- **Goal**
Rewrite the stretch from the start of the data through the line containing "x=239, y=104" in full, scaling every coordinate in the answers by 2.45 and rounding to whole numbers with halves rounded up, while leaving all other numbers unchanged. Give only that stretch and leave out the pictures.

- **Records provided**
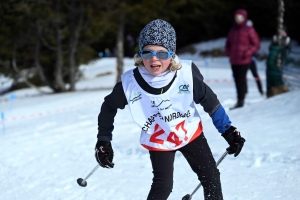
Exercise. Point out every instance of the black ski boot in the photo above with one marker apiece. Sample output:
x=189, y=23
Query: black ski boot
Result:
x=239, y=104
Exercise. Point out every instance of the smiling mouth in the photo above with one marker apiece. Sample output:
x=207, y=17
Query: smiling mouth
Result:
x=155, y=66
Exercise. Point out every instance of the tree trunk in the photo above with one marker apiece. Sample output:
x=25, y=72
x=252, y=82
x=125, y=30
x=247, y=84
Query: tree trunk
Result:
x=37, y=63
x=120, y=48
x=59, y=58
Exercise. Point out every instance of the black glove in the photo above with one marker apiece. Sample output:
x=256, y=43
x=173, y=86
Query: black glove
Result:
x=104, y=154
x=235, y=141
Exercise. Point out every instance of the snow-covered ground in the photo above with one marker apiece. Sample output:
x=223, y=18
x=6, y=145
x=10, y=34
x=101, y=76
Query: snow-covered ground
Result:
x=47, y=142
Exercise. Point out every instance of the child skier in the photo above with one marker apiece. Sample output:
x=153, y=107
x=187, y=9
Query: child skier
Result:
x=161, y=93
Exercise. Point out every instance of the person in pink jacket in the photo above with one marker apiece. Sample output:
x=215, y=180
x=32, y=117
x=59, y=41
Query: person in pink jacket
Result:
x=242, y=42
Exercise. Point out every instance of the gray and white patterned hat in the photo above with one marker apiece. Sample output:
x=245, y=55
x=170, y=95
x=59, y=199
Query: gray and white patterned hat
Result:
x=158, y=32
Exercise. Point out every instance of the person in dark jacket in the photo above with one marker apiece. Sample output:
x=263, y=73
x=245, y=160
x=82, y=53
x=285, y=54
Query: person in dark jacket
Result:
x=161, y=93
x=242, y=42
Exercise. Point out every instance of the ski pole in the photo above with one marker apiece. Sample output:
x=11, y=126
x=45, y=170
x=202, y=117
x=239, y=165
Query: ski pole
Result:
x=82, y=182
x=189, y=196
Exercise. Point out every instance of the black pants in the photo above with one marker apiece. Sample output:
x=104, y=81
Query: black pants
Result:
x=199, y=157
x=239, y=73
x=256, y=76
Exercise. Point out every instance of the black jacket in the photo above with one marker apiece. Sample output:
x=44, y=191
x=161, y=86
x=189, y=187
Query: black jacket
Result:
x=117, y=99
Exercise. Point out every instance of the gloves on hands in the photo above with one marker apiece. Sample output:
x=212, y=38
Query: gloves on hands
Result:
x=104, y=154
x=235, y=141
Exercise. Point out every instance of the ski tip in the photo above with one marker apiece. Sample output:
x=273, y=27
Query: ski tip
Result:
x=81, y=182
x=187, y=197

- **Response to this exercise**
Exercise. Point out every instance of the black ski boot in the photo above with one marker apiece. Sample output:
x=189, y=23
Query: black ski boot
Result:
x=586, y=255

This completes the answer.